→ Dataset records:
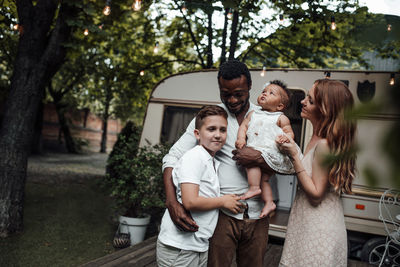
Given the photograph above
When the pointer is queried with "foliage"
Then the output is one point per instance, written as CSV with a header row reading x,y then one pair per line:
x,y
134,175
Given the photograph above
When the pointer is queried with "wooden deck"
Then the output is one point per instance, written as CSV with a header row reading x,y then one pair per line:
x,y
144,255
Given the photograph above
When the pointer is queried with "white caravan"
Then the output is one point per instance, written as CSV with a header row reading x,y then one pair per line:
x,y
175,100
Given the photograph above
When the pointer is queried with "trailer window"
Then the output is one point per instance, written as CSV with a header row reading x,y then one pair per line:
x,y
175,121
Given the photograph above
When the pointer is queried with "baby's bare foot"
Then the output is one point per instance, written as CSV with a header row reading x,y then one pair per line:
x,y
269,206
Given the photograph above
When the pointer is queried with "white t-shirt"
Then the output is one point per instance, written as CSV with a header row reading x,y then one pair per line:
x,y
196,166
232,178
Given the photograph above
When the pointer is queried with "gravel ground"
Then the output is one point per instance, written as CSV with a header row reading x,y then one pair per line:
x,y
65,168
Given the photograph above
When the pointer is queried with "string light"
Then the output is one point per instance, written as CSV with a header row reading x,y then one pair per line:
x,y
107,8
391,82
184,8
333,23
137,5
230,14
155,50
327,74
262,74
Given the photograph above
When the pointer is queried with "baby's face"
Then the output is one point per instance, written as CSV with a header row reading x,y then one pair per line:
x,y
271,98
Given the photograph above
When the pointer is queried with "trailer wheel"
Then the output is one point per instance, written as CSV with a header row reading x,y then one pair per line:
x,y
373,250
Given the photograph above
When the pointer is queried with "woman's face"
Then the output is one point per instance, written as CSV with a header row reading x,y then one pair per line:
x,y
309,110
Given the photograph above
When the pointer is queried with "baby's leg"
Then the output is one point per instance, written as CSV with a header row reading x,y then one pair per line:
x,y
254,178
266,195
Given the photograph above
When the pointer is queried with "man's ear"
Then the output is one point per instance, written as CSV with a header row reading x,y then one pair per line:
x,y
197,134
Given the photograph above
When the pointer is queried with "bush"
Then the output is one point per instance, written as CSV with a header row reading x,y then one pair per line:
x,y
134,175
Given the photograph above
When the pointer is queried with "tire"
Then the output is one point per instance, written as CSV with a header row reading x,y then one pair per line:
x,y
374,249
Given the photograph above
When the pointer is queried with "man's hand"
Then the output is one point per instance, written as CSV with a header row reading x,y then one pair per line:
x,y
249,157
182,218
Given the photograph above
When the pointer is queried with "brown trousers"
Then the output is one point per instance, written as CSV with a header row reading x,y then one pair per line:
x,y
247,238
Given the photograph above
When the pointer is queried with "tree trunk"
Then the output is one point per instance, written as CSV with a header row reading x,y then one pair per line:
x,y
39,56
234,35
224,34
36,147
210,37
106,115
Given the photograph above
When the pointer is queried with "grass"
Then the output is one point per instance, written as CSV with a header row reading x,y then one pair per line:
x,y
65,224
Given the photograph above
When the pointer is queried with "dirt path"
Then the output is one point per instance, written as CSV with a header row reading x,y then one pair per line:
x,y
64,168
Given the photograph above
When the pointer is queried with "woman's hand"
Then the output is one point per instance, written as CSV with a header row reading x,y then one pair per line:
x,y
287,145
231,203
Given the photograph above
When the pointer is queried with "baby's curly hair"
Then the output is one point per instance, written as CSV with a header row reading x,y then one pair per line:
x,y
285,98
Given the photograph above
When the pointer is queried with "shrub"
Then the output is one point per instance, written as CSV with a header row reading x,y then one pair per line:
x,y
134,175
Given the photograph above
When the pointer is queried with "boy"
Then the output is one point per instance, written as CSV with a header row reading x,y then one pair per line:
x,y
196,181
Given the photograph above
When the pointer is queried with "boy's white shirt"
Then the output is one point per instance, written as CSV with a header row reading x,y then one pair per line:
x,y
195,166
232,178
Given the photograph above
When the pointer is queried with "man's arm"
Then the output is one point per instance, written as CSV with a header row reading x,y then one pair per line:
x,y
249,157
241,138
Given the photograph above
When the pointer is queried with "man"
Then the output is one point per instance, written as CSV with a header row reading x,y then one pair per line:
x,y
244,233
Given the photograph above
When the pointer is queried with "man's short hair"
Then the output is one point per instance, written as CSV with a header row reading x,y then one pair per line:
x,y
206,111
285,99
233,69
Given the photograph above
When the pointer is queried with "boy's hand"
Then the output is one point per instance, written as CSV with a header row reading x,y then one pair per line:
x,y
239,144
231,203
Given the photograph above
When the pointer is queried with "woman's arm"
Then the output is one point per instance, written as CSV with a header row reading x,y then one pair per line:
x,y
316,185
193,202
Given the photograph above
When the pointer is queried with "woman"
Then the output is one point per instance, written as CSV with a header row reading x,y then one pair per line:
x,y
316,233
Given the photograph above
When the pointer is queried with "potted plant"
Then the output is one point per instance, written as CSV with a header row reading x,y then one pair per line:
x,y
134,180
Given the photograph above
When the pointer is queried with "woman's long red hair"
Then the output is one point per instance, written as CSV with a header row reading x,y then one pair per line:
x,y
333,98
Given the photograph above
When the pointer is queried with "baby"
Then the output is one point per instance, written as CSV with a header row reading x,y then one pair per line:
x,y
261,127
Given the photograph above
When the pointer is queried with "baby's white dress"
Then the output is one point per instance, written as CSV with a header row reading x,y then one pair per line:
x,y
261,134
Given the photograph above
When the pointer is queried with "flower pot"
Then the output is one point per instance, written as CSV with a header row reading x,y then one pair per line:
x,y
135,226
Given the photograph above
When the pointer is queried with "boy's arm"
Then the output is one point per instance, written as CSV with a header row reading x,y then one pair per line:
x,y
193,202
181,217
284,123
241,137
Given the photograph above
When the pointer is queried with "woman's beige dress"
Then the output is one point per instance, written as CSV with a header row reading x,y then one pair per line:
x,y
316,235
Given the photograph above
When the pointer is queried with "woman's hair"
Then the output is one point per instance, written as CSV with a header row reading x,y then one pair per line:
x,y
333,98
206,111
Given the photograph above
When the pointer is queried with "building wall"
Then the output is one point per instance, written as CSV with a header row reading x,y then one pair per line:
x,y
83,125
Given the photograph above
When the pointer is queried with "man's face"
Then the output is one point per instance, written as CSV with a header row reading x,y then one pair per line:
x,y
235,94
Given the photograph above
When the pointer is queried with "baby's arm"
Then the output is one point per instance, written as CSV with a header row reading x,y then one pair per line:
x,y
193,202
241,138
284,123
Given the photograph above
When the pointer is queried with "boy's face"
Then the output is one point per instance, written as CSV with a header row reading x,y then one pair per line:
x,y
212,134
271,98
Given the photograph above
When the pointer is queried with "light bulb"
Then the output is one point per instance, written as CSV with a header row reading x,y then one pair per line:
x,y
230,14
262,74
333,23
155,50
137,5
107,10
391,82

→ Exercise details: List every line above that contains the word "trailer".

→ Answer to the task:
When the pointer is queried with "trailer window"
When the pointer is queried with "trailer wheel"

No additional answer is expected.